**Supplied data:**
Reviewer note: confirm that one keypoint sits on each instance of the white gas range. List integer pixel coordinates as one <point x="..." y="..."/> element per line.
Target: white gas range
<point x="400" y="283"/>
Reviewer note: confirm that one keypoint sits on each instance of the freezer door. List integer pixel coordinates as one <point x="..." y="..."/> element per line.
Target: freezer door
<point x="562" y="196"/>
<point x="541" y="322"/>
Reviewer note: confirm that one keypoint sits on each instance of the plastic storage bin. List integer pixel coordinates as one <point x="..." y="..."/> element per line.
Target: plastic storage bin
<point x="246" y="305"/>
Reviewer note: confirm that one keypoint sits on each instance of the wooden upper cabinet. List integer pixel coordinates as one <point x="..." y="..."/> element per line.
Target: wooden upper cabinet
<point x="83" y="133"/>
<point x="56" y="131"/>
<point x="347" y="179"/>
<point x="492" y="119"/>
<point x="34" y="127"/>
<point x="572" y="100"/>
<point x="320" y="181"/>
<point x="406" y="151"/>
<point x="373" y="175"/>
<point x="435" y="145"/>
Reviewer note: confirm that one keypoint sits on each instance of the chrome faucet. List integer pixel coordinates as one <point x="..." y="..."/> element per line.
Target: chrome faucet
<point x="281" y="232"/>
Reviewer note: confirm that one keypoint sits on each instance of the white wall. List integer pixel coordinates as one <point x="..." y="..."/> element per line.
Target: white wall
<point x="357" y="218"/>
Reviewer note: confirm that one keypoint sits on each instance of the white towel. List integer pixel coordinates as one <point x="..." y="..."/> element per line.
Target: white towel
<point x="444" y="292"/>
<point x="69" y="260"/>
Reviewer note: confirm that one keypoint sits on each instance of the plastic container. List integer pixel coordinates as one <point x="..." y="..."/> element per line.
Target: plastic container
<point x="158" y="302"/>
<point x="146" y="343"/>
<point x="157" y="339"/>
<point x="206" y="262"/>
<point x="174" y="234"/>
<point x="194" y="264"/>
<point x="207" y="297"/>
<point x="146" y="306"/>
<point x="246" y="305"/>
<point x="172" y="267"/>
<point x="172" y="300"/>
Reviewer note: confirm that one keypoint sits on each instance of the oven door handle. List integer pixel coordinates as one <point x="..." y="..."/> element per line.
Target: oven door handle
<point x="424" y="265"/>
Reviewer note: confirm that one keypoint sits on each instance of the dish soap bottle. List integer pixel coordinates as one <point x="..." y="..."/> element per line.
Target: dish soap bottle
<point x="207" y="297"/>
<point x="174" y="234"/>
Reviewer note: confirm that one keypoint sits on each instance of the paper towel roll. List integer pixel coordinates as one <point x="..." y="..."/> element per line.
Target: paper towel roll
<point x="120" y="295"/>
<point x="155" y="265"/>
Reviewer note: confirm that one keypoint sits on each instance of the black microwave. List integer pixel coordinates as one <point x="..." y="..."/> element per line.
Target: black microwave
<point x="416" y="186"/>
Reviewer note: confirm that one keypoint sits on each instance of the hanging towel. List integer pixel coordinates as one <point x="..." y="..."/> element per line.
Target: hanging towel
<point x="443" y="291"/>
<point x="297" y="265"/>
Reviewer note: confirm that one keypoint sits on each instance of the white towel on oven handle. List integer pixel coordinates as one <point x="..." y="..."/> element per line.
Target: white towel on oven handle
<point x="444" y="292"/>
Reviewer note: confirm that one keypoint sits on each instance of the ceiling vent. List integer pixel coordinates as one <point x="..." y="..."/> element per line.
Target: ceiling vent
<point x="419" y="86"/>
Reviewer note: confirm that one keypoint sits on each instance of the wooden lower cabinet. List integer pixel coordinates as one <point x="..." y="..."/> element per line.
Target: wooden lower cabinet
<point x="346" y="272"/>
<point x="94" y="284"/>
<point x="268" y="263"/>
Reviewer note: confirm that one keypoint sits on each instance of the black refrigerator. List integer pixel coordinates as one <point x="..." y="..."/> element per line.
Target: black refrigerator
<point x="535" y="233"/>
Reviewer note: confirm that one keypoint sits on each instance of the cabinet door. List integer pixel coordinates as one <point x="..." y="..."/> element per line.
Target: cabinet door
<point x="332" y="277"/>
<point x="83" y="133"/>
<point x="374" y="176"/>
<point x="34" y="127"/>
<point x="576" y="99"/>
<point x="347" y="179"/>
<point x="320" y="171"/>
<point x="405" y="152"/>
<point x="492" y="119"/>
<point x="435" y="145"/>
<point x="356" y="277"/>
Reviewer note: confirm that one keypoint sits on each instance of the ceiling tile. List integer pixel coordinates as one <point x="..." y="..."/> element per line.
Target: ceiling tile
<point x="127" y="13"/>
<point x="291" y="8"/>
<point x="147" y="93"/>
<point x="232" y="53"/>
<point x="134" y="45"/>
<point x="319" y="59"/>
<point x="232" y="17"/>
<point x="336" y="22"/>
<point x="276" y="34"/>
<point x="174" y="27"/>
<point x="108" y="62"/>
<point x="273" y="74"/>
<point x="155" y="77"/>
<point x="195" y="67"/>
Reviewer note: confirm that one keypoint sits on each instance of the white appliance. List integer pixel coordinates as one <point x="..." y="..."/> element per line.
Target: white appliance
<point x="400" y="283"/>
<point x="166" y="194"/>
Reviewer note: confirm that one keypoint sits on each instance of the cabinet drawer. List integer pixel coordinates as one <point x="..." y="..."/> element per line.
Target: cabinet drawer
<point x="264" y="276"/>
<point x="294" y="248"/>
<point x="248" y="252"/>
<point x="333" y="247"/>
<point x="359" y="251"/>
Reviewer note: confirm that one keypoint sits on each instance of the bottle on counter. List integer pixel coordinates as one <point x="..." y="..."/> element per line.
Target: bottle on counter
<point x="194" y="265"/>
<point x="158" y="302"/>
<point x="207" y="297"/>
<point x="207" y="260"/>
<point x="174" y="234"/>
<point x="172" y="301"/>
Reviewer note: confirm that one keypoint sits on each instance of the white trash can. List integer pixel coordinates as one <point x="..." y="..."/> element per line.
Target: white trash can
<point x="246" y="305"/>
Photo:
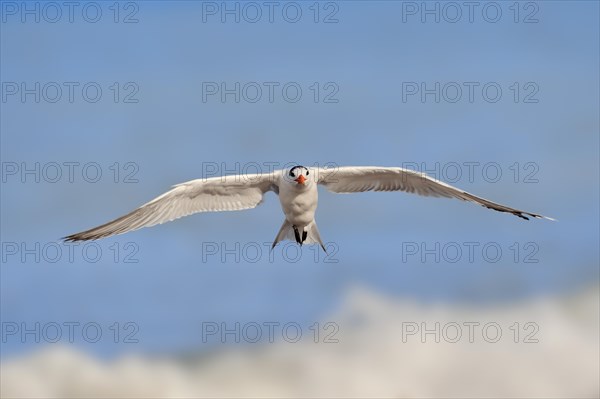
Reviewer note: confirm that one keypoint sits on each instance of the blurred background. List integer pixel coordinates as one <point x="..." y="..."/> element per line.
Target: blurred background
<point x="106" y="105"/>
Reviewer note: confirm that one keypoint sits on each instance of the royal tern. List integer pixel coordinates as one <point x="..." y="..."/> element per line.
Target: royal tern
<point x="298" y="195"/>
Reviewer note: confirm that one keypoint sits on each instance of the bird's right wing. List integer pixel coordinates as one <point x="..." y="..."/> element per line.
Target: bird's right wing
<point x="352" y="179"/>
<point x="226" y="193"/>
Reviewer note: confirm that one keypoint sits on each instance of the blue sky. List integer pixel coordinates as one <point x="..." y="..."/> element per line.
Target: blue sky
<point x="363" y="61"/>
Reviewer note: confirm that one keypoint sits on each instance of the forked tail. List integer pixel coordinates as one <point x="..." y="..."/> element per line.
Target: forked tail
<point x="308" y="235"/>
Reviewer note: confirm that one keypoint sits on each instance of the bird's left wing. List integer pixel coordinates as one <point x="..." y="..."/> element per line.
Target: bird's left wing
<point x="226" y="193"/>
<point x="352" y="179"/>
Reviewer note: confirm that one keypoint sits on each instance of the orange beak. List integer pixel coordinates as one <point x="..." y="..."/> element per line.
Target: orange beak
<point x="300" y="180"/>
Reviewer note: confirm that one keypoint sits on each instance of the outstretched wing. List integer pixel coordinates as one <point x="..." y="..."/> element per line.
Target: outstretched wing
<point x="353" y="179"/>
<point x="227" y="193"/>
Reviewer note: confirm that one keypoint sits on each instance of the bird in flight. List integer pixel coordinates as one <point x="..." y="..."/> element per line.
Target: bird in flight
<point x="298" y="195"/>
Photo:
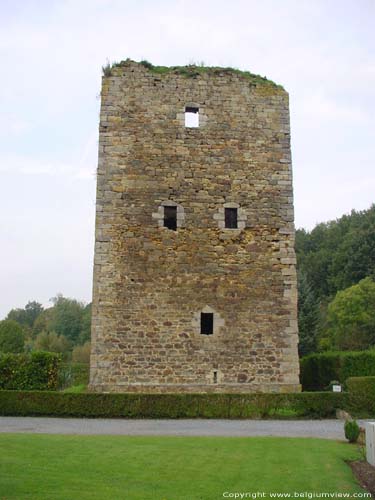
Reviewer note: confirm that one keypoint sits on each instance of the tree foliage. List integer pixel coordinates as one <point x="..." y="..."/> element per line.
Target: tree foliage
<point x="51" y="342"/>
<point x="351" y="317"/>
<point x="26" y="316"/>
<point x="338" y="254"/>
<point x="12" y="338"/>
<point x="308" y="316"/>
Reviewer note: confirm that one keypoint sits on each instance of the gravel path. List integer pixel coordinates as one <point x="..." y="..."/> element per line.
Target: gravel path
<point x="328" y="429"/>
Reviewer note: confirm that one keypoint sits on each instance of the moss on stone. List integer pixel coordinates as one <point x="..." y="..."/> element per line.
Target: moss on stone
<point x="194" y="70"/>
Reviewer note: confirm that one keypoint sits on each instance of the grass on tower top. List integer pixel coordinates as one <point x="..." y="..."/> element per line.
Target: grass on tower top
<point x="194" y="70"/>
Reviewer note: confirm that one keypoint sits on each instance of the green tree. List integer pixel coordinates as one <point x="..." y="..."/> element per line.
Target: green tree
<point x="51" y="342"/>
<point x="338" y="254"/>
<point x="67" y="317"/>
<point x="308" y="316"/>
<point x="12" y="338"/>
<point x="81" y="353"/>
<point x="351" y="317"/>
<point x="26" y="316"/>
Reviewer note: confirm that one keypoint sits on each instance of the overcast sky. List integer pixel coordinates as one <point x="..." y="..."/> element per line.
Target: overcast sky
<point x="52" y="51"/>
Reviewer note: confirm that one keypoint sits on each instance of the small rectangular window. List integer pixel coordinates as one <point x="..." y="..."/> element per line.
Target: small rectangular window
<point x="191" y="117"/>
<point x="170" y="218"/>
<point x="207" y="323"/>
<point x="231" y="218"/>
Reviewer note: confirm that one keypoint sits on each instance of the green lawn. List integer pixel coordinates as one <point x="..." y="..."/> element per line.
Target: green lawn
<point x="54" y="467"/>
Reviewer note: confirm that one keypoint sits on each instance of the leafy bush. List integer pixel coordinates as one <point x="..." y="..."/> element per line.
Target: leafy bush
<point x="361" y="396"/>
<point x="351" y="429"/>
<point x="170" y="405"/>
<point x="317" y="370"/>
<point x="35" y="371"/>
<point x="11" y="336"/>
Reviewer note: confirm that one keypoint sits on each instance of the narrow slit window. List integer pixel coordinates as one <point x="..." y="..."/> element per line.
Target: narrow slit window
<point x="170" y="218"/>
<point x="207" y="323"/>
<point x="191" y="117"/>
<point x="231" y="218"/>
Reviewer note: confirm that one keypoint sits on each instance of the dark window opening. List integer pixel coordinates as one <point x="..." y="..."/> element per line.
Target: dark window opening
<point x="191" y="117"/>
<point x="170" y="218"/>
<point x="207" y="323"/>
<point x="231" y="218"/>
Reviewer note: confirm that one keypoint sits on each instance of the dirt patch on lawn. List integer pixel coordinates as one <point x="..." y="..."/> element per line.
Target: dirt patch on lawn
<point x="365" y="474"/>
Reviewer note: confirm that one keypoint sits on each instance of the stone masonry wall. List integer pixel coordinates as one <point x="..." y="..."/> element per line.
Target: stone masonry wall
<point x="152" y="283"/>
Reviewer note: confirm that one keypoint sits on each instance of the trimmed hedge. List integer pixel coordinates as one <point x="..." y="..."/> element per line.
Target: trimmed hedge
<point x="58" y="404"/>
<point x="361" y="397"/>
<point x="34" y="371"/>
<point x="71" y="374"/>
<point x="317" y="370"/>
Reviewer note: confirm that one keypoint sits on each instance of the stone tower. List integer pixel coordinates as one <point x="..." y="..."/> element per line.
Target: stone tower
<point x="194" y="274"/>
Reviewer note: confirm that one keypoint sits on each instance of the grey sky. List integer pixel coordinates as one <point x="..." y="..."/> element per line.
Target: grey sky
<point x="322" y="51"/>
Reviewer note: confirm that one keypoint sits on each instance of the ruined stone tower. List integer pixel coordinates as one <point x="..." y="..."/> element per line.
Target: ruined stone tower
<point x="194" y="274"/>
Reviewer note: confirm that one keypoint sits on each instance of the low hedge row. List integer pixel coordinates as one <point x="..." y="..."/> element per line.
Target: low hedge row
<point x="57" y="404"/>
<point x="361" y="396"/>
<point x="34" y="371"/>
<point x="318" y="370"/>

**What you will do:**
Everything from the line with "of the grey" through the last line of the material above should be echoed exactly, and nothing else.

**Exercise output:**
Reviewer note: confirm that one keypoint sits on each instance of the grey sky. List integer pixel coordinates as one <point x="..." y="..."/> element per line.
Target: grey sky
<point x="322" y="51"/>
Reviewer note: confirm that one keypoint sits on each instance of the ruined stone tower. List integer pixel coordinates as one <point x="..." y="..."/> element per line.
Target: ruined stone tower
<point x="194" y="274"/>
Reviewer note: confirm that one keypoint sits on each instance of the low hedge row. List integer pixel coordinates as one <point x="..." y="..."/> element per line.
Target: low hedge row
<point x="57" y="404"/>
<point x="361" y="396"/>
<point x="34" y="371"/>
<point x="318" y="370"/>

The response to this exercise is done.